== PROBLEMS TO WORK ON ==
(1) In the patch review message, revise the portion starting at "On 2020-07-24 14:43, Zhenyu" and ending at "the Break-Before-Make rules.", replacing "patch" with "change".
(2) Answer the following questions from the patch review message:
(a) Which function does the patch move out of the loop?
(b) How many files, insertions, and deletions does the diff summary report?
(c) On what date and at what time did Zhenyu Ye write the quoted message?

== GIVEN PASSAGE ==
>>>

On 2020-07-24 14:43, Zhenyu Ye wrote:
> Now in unmap_stage2_range(), we flush tlbs one by one just after the
> corresponding pages cleared.  However, this may cause some performance
> problems when the unmap range is very large (such as when the vm
> migration rollback, this may cause vm downtime too loog).

You keep resending this patch, but you don't give any numbers
that would back your assertion.

> This patch moves the kvm_tlb_flush_vmid_ipa() out of loop, and
> flush tlbs by range after other operations completed.  Because we
> do not make new mapping for the pages here, so this doesn't violate
> the Break-Before-Make rules.
> 
> Signed-off-by: Zhenyu Ye <yezhenyu2@huawei.com>
> ---
>  arch/arm64/include/asm/kvm_asm.h |  2 ++
>  arch/arm64/kvm/hyp/tlb.c         | 36 ++++++++++++++++++++++++++++++++
>  arch/arm64/kvm/mmu.c             | 11 +++++++---
>  3 files changed, 46 insertions(+), 3 deletions(-)
> 
> diff --git a/arch/arm64/include/asm/kvm_asm.h 
> b/arch/arm64/include/asm/kvm_asm.h
> index 352aaebf4198..ef8203d3ca45 100644
> --- a/arch/arm64/include/asm/kvm_asm.h
> +++ b/arch/arm64/include/asm/kvm_asm.h
> @@ -61,6 +61,8 @@ extern char __kvm_hyp_vector[];
> 
>  extern void __kvm_flush_vm_context(void);
>  extern void __kvm_tlb_flush_vmid_ipa(struct kvm *kvm, phys_addr_t 
> ipa);
> +extern void __kvm_tlb_flush_vmid_range(struct kvm *kvm, phys_addr_t 
> start,
> +				       phys_addr_t end);
>  extern void __kvm_tlb_flush_vmid(struct kvm *kvm);
>  extern void __kvm_tlb_flush_local_vmid(struct kvm_vcpu *vcpu);
> 
> diff --git a/arch/arm64/kvm/hyp/tlb.c b/arch/arm64/kvm/hyp/tlb.c
> index d063a576d511..4f4737a7e588 100644
> --- a/arch/arm64/kvm/hyp/tlb.c
> +++ b/arch/arm64/kvm/hyp/tlb.c
> @@ -189,6 +189,42 @@ void __hyp_text __kvm_tlb_flush_vmid_ipa(struct
> kvm *kvm, phys_addr_t ipa)

<<<

== EXTRACTED DATA ==
>>>

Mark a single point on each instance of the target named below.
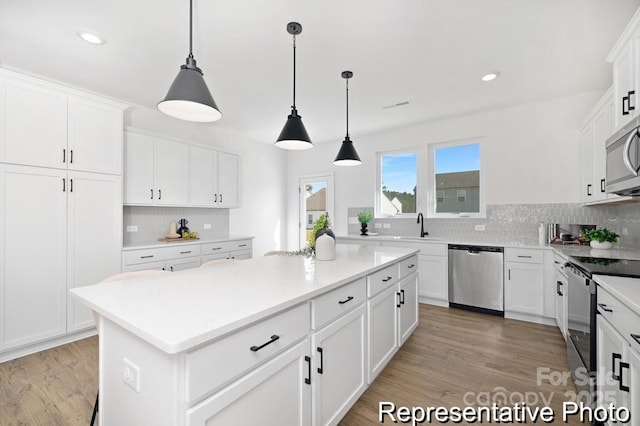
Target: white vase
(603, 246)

<<<
>>>

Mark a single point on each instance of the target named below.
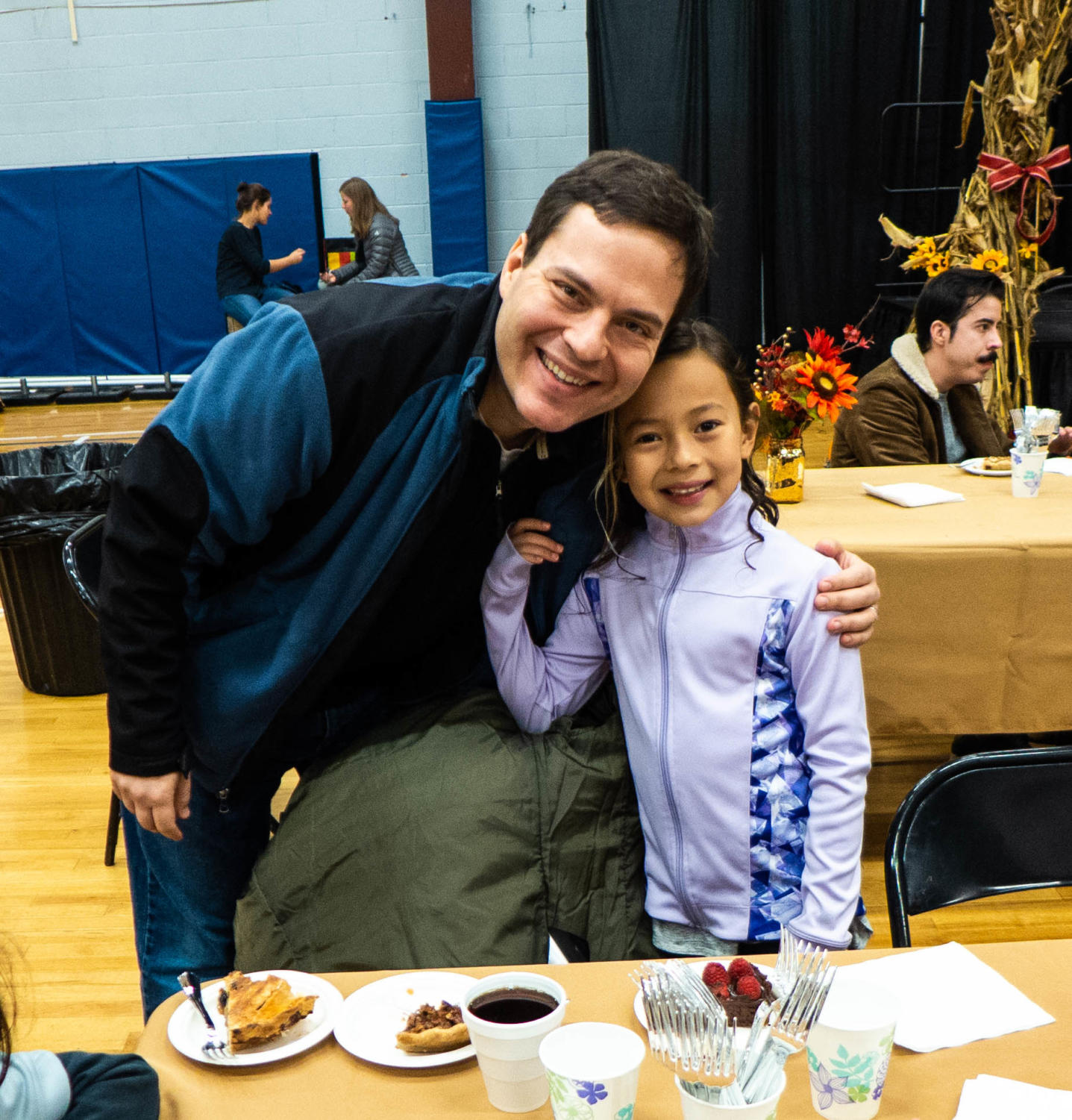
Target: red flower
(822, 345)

<<<

== THE SOLUTIONS ==
(1)
On 2020-07-24 14:43, Zhenyu Ye wrote:
> Now in unmap_stage2_range(), we flush tlbs one by one just after the
> corresponding pages cleared.  However, this may cause some performance
> problems when the unmap range is very large (such as when the vm
> migration rollback, this may cause vm downtime too loog).

You keep resending this change, but you don't give any numbers
that would back your assertion.

> This change moves the kvm_tlb_flush_vmid_ipa() out of loop, and
> flush tlbs by range after other operations completed.  Because we
> do not make new mapping for the pages here, so this doesn't violate
> the Break-Before-Make rules.

(2)
(a) kvm_tlb_flush_vmid_ipa()
(b) 3 files changed, 46 insertions, and 3 deletions.
(c) 2020-07-24 at 14:43.